> Aufgabe 1
Stimmen die Aussagen (a) bis (c) mit dem Ausgangstext über die deutschen Neuromancer-Ausgaben überein? Antworte jeweils mit Ja oder Nein und zitiere die entscheidenden Worte wörtlich.
(a) Die Fußnoten haben dem Verfasser den Roman damals ruiniert.
(b) Die 2021 beim Tropen-Verlag erschienene Ausgabe beruht auf der Übersetzung von Reinhard Heinz und Peter Robert.
(c) Die bearbeitete Neuausgabe bei Heyne enthält die Fußnoten weiterhin.
> Aufgabe 2
Nenne alle Begriffe, deren Erklärung für den Leser der Ausgangstext über die deutschen Neuromancer-Ausgaben mit Seitenzahl anführt, jeweils mit dieser Seitenzahl.
> Aufgabe 3
Führe den Ausgangstext über die deutschen Neuromancer-Ausgaben nach seinem letzten Satz weiter.

─── Ausgangstext

Zurück zum Thema. Haben die Fußnoten den Roman also damals für mich ruiniert? Nein, keinesfalls. Aber ich glaube, sie sind ein schlussendlich unlauterer Eingriff in das, was der Text erreichen will – nicht in dem Sinne der Geschichte, die er erzählt; aber im Sinne der Art, wie er sie erzählen möchte.
Die Erkenntnis haben auch die deutschen Ausgaben erlangt, scheint es. 1996 erschien über Rogner & Bernhard bei Zweitausendeins eine abweichende Übersetzung, laut Impressum von Reinhard Heinz und Peter Robert.5
Die erschien dann vier Jahre später auch wiederum bei Heyne, dort als „bearbeitete Neuausgabe“ ausgewiesen – und diese Fassung, die von Reinhard Heinz und Peter Robert, ist auch noch die Grundlage für die erst 2021 beim Tropen-Verlag erschienene, jüngste deutschsprachige Ausgabe.6
Und wie erwartet: All diese Neuausgaben, alles jenseits dieser ersten, initialen Heyne-Übersetzung von 1987, verzichtet auf diese Fußnoten.

Aus heutiger Sicht aber würde ich sagen, sind sie ein spannendes Relikt und eine Zeitkapsel hinein in eine ganz andere Ära. 1987 sind wir ja nur drei Jahre nach Erscheinen des englischen Originals, und dass es zu jener Zeit noch jemand für sinnvoll hielt, dem Leser Yakuza (S. 22) und Ninja (S. 105), Nunchaku (S. 42) und Pixel (S. 64) zu erklären, sagt uns eine Menge darüber, wie unfassbar seiner Zeit voraus und futuristisch Neuromancer damals war – was wichtig ist, da das Buch seinerseits so unglaublich prägend gewesen ist, dass vieles daran heute fast alltäglich wirkt.

──────
─── Auflistung

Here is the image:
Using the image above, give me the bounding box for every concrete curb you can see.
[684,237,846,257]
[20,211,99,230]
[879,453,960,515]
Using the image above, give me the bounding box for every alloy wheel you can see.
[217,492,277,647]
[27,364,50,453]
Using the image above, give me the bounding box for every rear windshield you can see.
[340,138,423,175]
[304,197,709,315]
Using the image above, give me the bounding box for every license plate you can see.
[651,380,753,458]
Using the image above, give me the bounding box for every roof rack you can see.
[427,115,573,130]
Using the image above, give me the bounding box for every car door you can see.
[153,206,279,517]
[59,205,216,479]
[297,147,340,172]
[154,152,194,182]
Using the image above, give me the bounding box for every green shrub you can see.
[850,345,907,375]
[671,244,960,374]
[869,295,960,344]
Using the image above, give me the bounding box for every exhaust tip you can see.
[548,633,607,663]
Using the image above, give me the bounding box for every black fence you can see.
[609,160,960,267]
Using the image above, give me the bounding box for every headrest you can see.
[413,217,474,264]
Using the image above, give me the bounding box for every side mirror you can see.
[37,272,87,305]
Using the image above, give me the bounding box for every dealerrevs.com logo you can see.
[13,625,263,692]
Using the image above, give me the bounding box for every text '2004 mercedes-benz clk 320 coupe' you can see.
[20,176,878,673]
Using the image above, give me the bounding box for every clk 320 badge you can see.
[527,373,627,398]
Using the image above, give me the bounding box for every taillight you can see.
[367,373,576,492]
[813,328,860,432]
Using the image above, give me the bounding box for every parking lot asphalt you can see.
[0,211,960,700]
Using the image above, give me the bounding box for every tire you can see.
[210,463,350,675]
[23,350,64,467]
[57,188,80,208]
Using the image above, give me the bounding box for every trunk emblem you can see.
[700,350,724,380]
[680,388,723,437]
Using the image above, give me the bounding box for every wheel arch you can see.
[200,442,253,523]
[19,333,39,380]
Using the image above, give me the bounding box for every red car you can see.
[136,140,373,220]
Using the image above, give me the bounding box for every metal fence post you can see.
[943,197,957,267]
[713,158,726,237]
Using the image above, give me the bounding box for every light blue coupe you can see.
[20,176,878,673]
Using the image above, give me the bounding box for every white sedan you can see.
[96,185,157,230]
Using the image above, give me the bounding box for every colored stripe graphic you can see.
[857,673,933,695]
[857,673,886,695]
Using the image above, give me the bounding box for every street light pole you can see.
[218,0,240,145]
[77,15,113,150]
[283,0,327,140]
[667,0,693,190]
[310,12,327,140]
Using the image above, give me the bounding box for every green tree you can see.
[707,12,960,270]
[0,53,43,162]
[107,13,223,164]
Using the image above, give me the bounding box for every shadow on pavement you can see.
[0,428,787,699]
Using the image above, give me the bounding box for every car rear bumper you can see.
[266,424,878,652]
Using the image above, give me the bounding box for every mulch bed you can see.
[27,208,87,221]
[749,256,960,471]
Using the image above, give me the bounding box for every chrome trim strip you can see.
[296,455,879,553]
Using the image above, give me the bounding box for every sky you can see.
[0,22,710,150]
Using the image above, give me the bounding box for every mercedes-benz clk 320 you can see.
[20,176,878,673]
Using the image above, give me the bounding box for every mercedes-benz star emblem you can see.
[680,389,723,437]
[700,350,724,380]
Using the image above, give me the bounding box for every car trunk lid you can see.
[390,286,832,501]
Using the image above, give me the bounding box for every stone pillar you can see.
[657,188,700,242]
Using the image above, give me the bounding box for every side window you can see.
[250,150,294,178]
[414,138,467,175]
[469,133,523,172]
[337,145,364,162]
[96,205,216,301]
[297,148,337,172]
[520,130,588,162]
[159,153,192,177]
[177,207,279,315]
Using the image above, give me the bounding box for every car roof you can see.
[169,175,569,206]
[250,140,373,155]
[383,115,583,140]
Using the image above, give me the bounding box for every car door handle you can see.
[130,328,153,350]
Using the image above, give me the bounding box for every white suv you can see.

──────

> Lösung 1
(a) Nein: „Haben die Fußnoten den Roman also damals für mich ruiniert? Nein, keinesfalls.“
(b) Ja: „diese Fassung, die von Reinhard Heinz und Peter Robert, ist auch noch die Grundlage für die erst 2021 beim Tropen-Verlag erschienene, jüngste deutschsprachige Ausgabe“
(c) Nein: „All diese Neuausgaben, alles jenseits dieser ersten, initialen Heyne-Übersetzung von 1987, verzichtet auf diese Fußnoten.“

> Lösung 2
Yakuza (S. 22), Ninja (S. 105), Nunchaku (S. 42), Pixel (S. 64)

> Lösung 3
Am Ende des Tages macht all das diese Ausgabe sogar zu einem perfekten Beispiel für den Wert physischer Medien. Niemand kann die 1987er-Ausgabe löschen oder patchen, aus Buchregalen delisten oder ersetzen. Zumindest solange Papier und Bindung halten, ist diese Zeitkapsel ein unverrückbares Artefakt und Zeugnis ihrer Epoche.
Und das ist dann wiederum irgendwie ironisch bei einem Buch, das den Begriff des Cyberspace prägte und die virtuellen Realitäten so sehr ins kulturelle Bewusstsein gehievt hat.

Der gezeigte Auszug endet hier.